Coordinate annotation records

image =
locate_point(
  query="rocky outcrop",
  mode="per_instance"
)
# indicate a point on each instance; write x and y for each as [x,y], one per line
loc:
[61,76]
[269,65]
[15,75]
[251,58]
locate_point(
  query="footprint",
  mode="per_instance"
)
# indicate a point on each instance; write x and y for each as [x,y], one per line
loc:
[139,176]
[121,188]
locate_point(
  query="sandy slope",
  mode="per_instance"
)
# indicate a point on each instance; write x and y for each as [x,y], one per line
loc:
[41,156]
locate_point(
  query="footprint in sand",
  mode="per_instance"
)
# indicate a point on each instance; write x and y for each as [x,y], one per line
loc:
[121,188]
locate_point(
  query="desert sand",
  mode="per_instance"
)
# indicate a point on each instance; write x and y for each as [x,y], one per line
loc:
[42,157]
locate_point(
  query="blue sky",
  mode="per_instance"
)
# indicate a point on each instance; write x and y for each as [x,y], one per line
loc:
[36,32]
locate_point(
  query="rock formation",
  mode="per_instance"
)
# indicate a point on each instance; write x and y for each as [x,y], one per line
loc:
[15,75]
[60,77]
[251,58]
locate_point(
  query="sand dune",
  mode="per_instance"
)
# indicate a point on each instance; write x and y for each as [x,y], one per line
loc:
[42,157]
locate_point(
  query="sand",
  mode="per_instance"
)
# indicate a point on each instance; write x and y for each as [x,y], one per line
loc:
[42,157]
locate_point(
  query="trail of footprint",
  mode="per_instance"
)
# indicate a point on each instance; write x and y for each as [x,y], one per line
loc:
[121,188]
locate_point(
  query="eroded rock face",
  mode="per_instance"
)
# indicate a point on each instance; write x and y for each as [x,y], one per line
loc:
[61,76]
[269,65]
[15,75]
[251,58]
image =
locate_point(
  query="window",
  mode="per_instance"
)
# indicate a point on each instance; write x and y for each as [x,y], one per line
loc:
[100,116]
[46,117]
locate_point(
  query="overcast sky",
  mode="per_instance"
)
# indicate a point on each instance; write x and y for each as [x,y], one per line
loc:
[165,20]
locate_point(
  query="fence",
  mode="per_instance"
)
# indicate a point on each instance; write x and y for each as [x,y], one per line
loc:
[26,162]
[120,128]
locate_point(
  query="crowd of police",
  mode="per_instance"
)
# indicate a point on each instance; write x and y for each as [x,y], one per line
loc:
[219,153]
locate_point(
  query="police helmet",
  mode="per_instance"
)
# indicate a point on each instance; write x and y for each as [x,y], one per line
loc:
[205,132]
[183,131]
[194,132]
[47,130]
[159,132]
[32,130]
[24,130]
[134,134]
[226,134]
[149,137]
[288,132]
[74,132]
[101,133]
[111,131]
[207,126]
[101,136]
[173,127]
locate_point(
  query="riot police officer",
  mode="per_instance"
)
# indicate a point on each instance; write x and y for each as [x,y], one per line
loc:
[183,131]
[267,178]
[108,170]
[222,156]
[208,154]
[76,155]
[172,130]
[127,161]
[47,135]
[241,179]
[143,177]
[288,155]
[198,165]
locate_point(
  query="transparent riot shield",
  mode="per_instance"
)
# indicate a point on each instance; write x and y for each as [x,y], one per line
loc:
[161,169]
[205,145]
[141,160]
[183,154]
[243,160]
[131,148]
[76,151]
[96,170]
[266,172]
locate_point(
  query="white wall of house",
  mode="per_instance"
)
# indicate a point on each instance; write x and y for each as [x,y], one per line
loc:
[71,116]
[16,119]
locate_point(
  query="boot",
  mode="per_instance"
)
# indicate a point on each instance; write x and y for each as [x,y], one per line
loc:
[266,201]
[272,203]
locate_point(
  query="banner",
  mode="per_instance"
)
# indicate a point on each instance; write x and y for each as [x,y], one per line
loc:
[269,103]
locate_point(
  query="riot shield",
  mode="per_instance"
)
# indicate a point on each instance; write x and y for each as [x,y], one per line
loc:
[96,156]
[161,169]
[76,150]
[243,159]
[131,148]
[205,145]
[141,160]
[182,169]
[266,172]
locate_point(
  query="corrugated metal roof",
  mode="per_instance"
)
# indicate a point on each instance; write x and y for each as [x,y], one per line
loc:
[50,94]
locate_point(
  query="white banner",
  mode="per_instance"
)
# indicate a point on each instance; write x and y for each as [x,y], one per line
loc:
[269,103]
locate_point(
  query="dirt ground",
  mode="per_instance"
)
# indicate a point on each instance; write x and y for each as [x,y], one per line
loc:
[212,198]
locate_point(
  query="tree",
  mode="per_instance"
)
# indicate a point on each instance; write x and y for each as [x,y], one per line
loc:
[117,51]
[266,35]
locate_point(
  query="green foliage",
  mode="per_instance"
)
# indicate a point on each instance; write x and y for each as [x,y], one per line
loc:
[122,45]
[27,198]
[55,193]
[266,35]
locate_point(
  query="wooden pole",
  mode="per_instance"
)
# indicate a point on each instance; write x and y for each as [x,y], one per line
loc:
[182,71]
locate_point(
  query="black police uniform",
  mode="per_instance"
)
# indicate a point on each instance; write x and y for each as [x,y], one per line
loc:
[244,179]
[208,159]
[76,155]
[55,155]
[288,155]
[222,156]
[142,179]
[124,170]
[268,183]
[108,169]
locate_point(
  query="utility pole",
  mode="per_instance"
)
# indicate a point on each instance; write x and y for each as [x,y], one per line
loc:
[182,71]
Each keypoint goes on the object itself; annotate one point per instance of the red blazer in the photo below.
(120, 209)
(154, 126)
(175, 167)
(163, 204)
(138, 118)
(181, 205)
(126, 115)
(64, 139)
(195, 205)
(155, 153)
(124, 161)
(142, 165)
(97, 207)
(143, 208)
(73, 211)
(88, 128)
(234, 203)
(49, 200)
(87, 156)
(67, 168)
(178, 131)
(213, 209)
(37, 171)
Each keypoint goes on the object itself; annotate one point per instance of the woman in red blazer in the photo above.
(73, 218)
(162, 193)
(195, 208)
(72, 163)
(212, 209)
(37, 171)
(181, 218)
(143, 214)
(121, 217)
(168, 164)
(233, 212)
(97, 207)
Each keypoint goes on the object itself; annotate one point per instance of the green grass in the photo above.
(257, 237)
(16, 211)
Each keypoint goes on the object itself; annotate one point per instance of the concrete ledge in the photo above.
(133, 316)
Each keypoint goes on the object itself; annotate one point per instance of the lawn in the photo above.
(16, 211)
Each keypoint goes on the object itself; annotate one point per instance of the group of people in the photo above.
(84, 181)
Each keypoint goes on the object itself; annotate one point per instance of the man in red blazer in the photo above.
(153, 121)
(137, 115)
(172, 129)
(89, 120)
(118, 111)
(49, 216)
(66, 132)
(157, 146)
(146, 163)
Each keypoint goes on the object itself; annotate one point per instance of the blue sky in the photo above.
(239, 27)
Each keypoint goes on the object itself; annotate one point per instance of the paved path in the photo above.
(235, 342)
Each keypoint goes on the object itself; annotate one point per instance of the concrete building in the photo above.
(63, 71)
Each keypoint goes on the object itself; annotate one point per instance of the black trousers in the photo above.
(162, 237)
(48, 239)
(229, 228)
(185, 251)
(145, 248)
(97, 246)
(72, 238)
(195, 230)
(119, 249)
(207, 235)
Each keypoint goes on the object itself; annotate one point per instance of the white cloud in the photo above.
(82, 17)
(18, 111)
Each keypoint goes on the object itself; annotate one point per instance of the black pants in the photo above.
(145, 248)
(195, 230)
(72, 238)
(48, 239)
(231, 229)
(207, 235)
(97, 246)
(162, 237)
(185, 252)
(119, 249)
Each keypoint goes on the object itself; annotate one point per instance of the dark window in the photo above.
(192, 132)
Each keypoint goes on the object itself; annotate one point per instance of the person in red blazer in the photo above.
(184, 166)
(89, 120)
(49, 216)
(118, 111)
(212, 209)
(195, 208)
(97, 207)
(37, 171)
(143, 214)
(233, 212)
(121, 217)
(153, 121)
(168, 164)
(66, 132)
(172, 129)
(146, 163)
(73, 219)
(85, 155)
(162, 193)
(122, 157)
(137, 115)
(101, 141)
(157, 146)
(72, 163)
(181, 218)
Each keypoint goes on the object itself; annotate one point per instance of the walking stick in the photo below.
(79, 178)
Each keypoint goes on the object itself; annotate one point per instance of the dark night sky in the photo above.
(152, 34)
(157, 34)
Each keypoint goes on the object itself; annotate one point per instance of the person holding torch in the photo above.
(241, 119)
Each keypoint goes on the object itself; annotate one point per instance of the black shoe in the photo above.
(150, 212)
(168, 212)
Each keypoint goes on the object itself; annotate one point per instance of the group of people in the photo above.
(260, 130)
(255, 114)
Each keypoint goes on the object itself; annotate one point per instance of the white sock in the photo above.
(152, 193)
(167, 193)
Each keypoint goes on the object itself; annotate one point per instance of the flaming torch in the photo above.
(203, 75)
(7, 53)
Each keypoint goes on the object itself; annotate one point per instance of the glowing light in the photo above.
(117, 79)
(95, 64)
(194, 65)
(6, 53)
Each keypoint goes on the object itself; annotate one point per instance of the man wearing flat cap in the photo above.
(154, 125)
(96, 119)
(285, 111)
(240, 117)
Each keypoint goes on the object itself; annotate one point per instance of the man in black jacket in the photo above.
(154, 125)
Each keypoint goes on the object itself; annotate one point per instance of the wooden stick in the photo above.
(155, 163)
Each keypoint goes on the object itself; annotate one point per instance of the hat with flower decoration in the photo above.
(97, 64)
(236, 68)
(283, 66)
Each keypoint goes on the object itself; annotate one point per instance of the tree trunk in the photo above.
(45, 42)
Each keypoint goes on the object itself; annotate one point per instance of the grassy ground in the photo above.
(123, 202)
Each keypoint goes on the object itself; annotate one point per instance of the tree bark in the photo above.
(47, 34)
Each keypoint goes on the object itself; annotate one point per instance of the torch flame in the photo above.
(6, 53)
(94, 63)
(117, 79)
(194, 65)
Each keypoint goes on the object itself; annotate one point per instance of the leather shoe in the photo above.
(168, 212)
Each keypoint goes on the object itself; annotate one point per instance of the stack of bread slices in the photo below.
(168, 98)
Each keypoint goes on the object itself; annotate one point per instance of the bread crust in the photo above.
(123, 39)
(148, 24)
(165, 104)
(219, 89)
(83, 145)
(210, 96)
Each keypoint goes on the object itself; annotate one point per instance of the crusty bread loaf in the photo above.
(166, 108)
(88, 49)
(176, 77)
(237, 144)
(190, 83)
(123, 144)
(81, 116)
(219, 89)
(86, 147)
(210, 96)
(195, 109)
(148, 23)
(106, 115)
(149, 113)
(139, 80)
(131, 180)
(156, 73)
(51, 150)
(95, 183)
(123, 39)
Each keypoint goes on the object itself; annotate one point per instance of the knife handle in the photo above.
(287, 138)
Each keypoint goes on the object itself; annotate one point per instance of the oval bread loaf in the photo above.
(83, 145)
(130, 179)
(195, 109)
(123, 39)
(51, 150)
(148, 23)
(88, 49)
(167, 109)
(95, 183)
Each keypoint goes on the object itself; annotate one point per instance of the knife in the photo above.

- **WRITTEN TASK**:
Every line from the one containing "cap in the photo above." through the end of the data must be repeated exactly, and no other line.

- **TASK SOLUTION**:
Each keypoint goes on the object itself; annotate one point per instance of the man wearing flat cap in the photo above.
(154, 125)
(96, 119)
(285, 111)
(240, 117)
Each keypoint goes on the object itself; annotate one point per instance of the man in black jacket in the photo above.
(154, 125)
Each keypoint goes on the object itself; annotate one point per instance of the wooden stick in the photo above.
(155, 163)
Each keypoint goes on the object itself; annotate one point per instance of the hat with flower decoration in the photo above.
(97, 64)
(236, 68)
(283, 66)
Each keypoint goes on the object itself; annotate one point per instance of the tree trunk in the photo above.
(45, 42)
Each keypoint goes on the object itself; annotate one point per instance of the grassy ground in the photo above.
(123, 202)
Each keypoint goes on the object itself; annotate one point per instance of the tree bark in the photo above.
(47, 34)
Each keypoint goes on the object itself; annotate one point per instance of the torch flame in the photo above.
(6, 53)
(94, 63)
(117, 79)
(194, 65)
Each keypoint goes on the object itself; annotate one point per instance of the leather shoe in the photo above.
(168, 212)
Each keypoint goes on the object itself; annotate one point per instance of the stack of bread slices in the photo below.
(168, 98)
Each keypoint goes on the object itself; annotate one point per instance of the bread crust in the photo above.
(123, 39)
(148, 24)
(165, 104)
(219, 89)
(83, 145)
(210, 96)
Each keypoint goes on the object itself; annotate one point per instance of the crusty bread loaf in the photo above.
(166, 108)
(88, 49)
(176, 77)
(237, 144)
(190, 83)
(123, 144)
(81, 116)
(219, 89)
(86, 147)
(210, 96)
(195, 109)
(148, 23)
(106, 115)
(149, 113)
(139, 80)
(131, 180)
(156, 73)
(51, 150)
(95, 183)
(123, 39)
Each keypoint goes on the object itself; annotate one point per instance of the knife handle in the photo above.
(287, 138)
Each keypoint goes on the object itself; annotate one point per instance of the oval bread loaf in the photo above.
(83, 145)
(130, 179)
(195, 109)
(123, 39)
(51, 150)
(148, 23)
(88, 49)
(167, 109)
(95, 183)
Each keypoint goes on the object itself; annotate one point per instance of the knife in the photo above.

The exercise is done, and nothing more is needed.